**TASK GOAL:**
Copy the listing from the line with "Task: point at" to the line with "(1234, 921)", swapping "limestone rock" for "sandstone rock" and keeping everything else the same. Leave the pictures out of your copy.

--- --- ---

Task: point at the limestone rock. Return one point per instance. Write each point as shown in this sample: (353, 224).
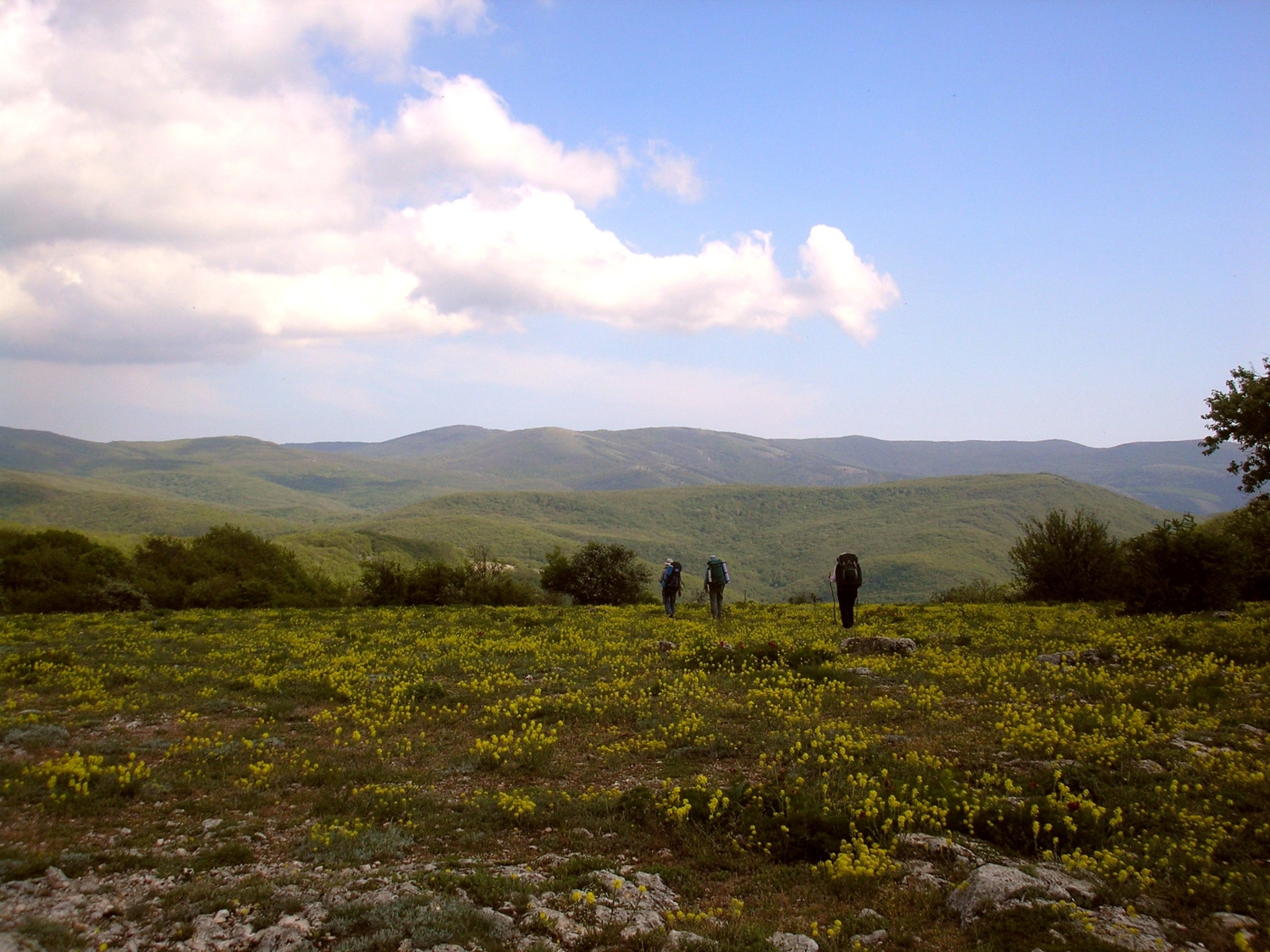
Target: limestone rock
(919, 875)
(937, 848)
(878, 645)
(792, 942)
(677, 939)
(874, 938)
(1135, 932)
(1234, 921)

--- --- ---

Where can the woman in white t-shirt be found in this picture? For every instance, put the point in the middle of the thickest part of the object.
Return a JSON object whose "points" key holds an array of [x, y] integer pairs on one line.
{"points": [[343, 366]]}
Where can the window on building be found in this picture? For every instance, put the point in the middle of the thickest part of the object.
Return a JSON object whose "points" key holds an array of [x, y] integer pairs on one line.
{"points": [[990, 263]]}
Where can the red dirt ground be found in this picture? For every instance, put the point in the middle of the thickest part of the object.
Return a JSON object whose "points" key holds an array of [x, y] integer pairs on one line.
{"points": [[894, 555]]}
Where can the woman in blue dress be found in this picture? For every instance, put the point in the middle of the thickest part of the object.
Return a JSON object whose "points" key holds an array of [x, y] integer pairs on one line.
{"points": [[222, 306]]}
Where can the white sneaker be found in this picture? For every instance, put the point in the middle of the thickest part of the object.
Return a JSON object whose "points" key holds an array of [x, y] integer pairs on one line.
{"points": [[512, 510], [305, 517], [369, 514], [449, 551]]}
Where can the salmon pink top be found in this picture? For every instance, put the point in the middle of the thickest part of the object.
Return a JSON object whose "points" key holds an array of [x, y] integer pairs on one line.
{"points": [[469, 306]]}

--- --- ---

**ANSWER TO THIS EXERCISE:**
Task: point at the sandstone rock. Return one point per instance. Write each point as shown in this sample: (353, 224).
Target: sandstone rock
(919, 875)
(937, 848)
(878, 645)
(792, 942)
(677, 939)
(874, 938)
(1135, 932)
(1234, 921)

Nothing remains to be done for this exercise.